Let’s talk about the latest Star Wars film, “The Last Jedi,” which Mrs. MAJ and I saw on Saturday and thoroughly enjoyed. THERE ARE SPOILERS IN THIS COLUMN. DO NOT KEEP READING IF YOU HAVE NOT SEEN IT.
Look, there are spoilers! I’m not kidding! Stop reading if you don’t want to be spoiled! No joke! In fact I will say something quick before we go on to ensure you don’t catch a spoiler if you haven’t seen it.
In reading people discuss this film, they naturally talk about the previous films in the series, and many refer to the very first film as “A New Hope.” Allow me to point something out; it’s not called that, for Christ’s sake, and you’re a doof if you call it that. The movie released in 1977 about plucky space rebels blowing up a Death Star, which won seven Oscars, was called “Star Wars.” Nothing else. It was not called “A New Hope.” It was not called “Epsiode IV: A New Hope.” It was called “Star Wars.” Look it up if you don’t believe me.
“Neeeeaahhhh, but the opening crawl said A New Hope…” I can hear many of you saying. No, it did not; it said “Star Wars” and nothing else. The “Epsiode IV: A New Hope” thing was added to re-releases. Here’s the original:
“A New Hope” is the name of the 1997 CGI-screwed-up re-re-release and if you call it that you think Han didn’t shoot first and you’re not a real Star Wars fan.

### Stated goal 1
According to the Star Wars column, how many Oscars did the 1977 film win?
### Stated goal 2
Copy everything in the Star Wars column from "In reading people" down to "don’t believe me.".

### Provided material
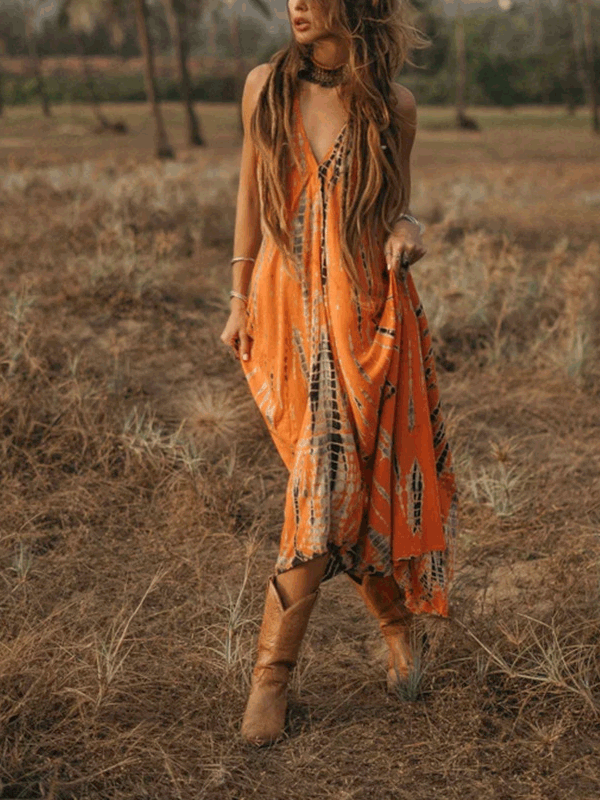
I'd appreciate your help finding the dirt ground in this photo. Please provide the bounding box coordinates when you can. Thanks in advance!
[0,100,600,800]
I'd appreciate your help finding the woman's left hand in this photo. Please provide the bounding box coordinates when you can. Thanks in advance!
[384,220,427,275]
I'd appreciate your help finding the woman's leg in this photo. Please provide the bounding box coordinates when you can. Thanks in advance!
[241,554,329,745]
[276,553,329,608]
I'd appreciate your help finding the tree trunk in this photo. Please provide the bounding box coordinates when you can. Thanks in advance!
[568,0,600,133]
[454,0,479,130]
[135,0,175,158]
[25,9,52,117]
[165,0,206,147]
[581,0,600,133]
[230,12,245,136]
[77,37,127,133]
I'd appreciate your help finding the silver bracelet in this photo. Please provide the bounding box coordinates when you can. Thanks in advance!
[231,256,254,264]
[398,214,425,233]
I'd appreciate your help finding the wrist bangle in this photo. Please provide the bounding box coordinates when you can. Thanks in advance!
[398,214,425,233]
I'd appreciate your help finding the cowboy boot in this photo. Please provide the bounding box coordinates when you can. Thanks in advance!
[241,576,319,746]
[353,575,414,691]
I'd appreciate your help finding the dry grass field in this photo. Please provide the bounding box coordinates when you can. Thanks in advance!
[0,101,600,800]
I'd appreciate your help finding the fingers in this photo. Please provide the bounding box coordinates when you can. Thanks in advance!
[220,330,252,361]
[239,331,251,361]
[386,246,427,272]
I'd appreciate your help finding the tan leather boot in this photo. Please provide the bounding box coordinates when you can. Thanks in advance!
[241,576,319,746]
[352,575,414,691]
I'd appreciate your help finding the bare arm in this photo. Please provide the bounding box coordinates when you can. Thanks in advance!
[232,64,270,303]
[393,83,417,222]
[384,83,427,270]
[221,64,271,361]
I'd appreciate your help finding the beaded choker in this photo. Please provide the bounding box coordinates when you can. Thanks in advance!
[298,50,349,87]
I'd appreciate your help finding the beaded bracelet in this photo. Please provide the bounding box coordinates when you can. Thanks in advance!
[398,214,425,233]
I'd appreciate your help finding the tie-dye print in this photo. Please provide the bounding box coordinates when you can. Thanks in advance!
[240,89,458,616]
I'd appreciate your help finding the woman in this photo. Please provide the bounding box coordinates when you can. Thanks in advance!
[221,0,457,745]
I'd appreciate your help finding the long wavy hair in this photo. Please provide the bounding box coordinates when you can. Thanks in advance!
[250,0,430,289]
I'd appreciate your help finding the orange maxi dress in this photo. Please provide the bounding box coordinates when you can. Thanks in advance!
[240,94,458,617]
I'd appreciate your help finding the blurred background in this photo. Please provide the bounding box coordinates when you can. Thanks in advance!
[0,0,600,147]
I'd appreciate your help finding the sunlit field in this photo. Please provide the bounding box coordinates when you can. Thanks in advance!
[0,98,600,800]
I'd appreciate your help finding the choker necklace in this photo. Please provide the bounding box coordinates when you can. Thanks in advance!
[298,50,349,87]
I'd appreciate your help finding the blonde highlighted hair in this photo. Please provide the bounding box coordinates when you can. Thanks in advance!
[250,0,430,294]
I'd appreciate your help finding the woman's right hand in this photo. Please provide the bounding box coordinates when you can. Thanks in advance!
[221,297,252,361]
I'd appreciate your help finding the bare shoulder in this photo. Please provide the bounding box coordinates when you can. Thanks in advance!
[246,64,273,99]
[392,83,417,127]
[242,64,273,130]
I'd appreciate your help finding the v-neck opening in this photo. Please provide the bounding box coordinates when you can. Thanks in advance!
[295,92,348,169]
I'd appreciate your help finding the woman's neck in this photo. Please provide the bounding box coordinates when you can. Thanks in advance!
[311,38,348,69]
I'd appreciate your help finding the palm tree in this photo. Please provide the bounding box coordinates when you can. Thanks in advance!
[568,0,600,133]
[454,0,479,131]
[217,0,273,132]
[134,0,175,158]
[23,0,52,117]
[164,0,206,147]
[58,0,127,133]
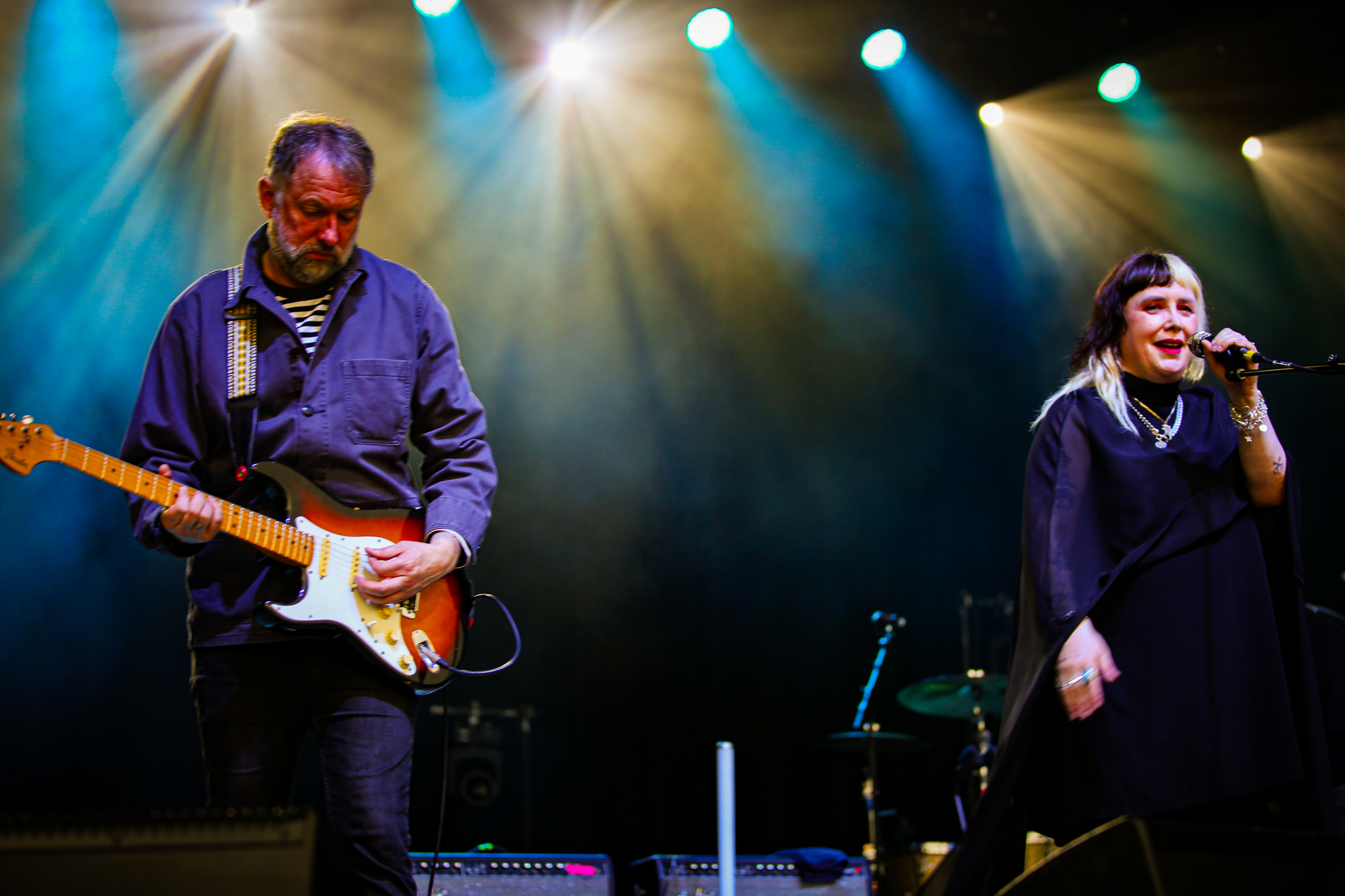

### Complete response 1
Seven.

### Complete response 2
In reading people discuss this film, they naturally talk about the previous films in the series, and many refer to the very first film as “A New Hope.” Allow me to point something out; it’s not called that, for Christ’s sake, and you’re a doof if you call it that. The movie released in 1977 about plucky space rebels blowing up a Death Star, which won seven Oscars, was called “Star Wars.” Nothing else. It was not called “A New Hope.” It was not called “Epsiode IV: A New Hope.” It was called “Star Wars.” Look it up if you don’t believe me.